> What this exercise asks:
#1 In the excerpt on emergency action plans, what is the minimum civil penalty for each willful violation under the 2016 OSHA Field Operations Manual?
#2 Carry on the excerpt about emergency action plan compliance, starting after its last sentence.

> Excerpt:
::::::
Why Prioritize Emergency Action Plans?
According to the 2016 OSHA Field Operations Manual, any employer who willfully or repeatedly violates regulations may be assessed a civil penalty of at least $8,908 for each willful violation. The exponential violation cost for companies with multiple locations could be staggering and financially crippling.
As agencies continue to redefine their monetary penalties and prioritize employee safety issues, companies must not rely on the prospect of an agency inspection to ensure preparedness programs are sufficient. For companies with multiple locations, the EAP details should be part of an overall emergency management program and create an atmosphere of response readiness. Each plan should identify site-specific actions by employers, employees, or other building occupants to ensure safety from fire emergencies and other potentially devastating scenarios.
If government regulations are applicable to your facilities or operations, your enterprise must prioritize compliance and associated management techniques in order to minimize financial burdens resulting from fines, negative public perceptions, and potential government mandated shutdown of operations.
How to Confirm EAP Compliance?
When company operations span across multiple locations, compliance verification in addition to daily operational oversight can become increasingly complicated. The cost to initiate, upgrade, and/or maintain a proactive EHS program may be seen as a excessive and possibly trivial company expense. However, compliance efforts and compliance tracking software programs are often less expensive than agency fines. By confirming regulatory compliance, companies can deliberately protect lives, prevent hazardous impacts, limit property damage, and eliminate increasing regulatory fines.
::::::
> Stored data:
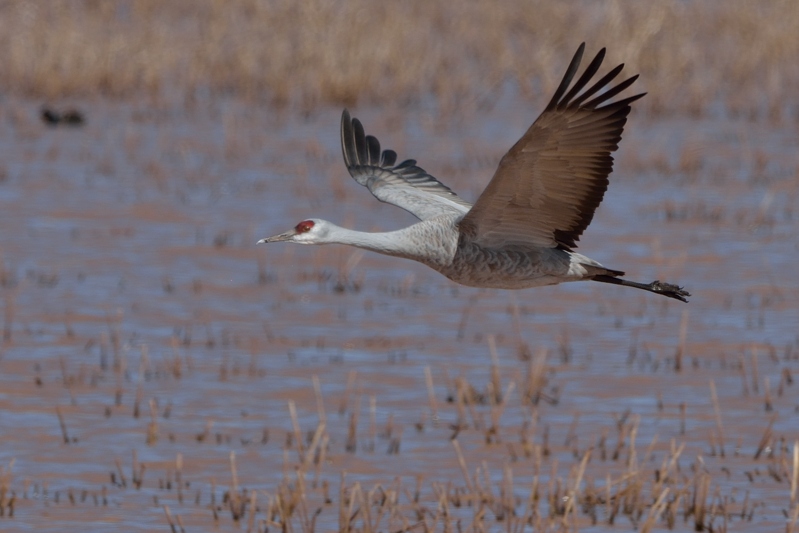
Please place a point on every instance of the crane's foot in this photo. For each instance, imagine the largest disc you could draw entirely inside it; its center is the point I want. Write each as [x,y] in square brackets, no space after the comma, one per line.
[669,289]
::::::
> Answers for the tasks:
#1 At least $8,908 for each willful violation.

#2
Effective technology can be a useful and relatively inexpensive tool for companies to monitor continually evolving operations and regulatory requirements. While many businesses utilize Excel spreadsheets to manage these requirements, the technique is burdensome, administratively taxing, and often ineffective for mid to large size companies. As companies grow and expand, the number of spreadsheets can be extensively overwhelming and complex. Midsize and larger operations should consider utilizing database technology to ensure enterprise-wide compliance on multiple government agency fronts.
In order to minimize non-compliance, owners should identify potential emergency scenarios and necessary site-specific safety measures, including those required in OSHA’s EAP.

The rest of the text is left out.